● What needs to be done:
Locate all lines in the data below that hold "every" and show them.

● Stored data:
○ ○ ○ ○

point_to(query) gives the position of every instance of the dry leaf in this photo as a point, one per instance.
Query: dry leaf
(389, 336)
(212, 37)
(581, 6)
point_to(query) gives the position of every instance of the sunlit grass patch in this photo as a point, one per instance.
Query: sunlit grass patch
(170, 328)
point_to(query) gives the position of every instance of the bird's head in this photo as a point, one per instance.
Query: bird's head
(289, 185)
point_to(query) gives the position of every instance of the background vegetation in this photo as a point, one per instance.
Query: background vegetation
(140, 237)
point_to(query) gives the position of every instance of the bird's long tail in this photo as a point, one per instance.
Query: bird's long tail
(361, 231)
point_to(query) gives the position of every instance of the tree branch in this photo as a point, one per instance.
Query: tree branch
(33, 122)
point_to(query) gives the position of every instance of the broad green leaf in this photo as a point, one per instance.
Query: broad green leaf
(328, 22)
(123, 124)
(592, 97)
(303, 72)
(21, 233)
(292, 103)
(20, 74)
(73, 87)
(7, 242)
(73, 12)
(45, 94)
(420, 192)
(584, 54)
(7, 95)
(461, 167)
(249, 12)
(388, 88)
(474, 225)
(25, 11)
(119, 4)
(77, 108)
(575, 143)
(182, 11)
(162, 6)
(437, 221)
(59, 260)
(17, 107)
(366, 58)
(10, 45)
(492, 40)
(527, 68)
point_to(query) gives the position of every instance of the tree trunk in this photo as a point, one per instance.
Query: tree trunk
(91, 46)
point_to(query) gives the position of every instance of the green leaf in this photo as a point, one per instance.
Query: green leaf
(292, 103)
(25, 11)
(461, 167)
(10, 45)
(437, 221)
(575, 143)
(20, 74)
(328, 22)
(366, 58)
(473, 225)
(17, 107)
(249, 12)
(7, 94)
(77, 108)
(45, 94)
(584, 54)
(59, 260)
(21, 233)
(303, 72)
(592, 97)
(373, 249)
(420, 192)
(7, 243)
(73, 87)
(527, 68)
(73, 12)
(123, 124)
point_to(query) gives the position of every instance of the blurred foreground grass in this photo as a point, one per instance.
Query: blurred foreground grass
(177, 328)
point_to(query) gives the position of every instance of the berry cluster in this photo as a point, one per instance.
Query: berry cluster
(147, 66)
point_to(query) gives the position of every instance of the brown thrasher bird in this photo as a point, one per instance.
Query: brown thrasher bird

○ ○ ○ ○

● Answer section:
point_to(query) gives the position of every instance of the dry leaf in this photo as a point, one per instance.
point_to(query) gives the position of every instance of the sunlit grass patch in this photo as a point, one per instance.
point_to(query) gives the position of every instance of the bird's head in this photo as a point, one per instance.
point_to(query) gives the position of every instance of the background vegetation in this photo as a point, one per instance.
point_to(query) gives the position of every instance of the bird's long tail in this photo as a point, one per instance.
point_to(query) gives the position of every instance of the tree branch in this photo as a point, one per instance.
point_to(query) gives the position of every instance of the broad green leaf in this photo as a point, one per instance.
point_to(query) gives the position of every instance of the tree trunk in this photo as a point, one per instance.
point_to(query) gives the position of every instance of the green leaf in this photo as a point, one per instance.
point_to(query) gives the position of every instance of the blurred foreground grass in this photo as a point, one per instance.
point_to(query) gives the position of every instance of the berry cluster in this photo as a point, one per instance.
point_to(query) gives the position of every instance of the brown thrasher bird in this photo as a point, one per instance.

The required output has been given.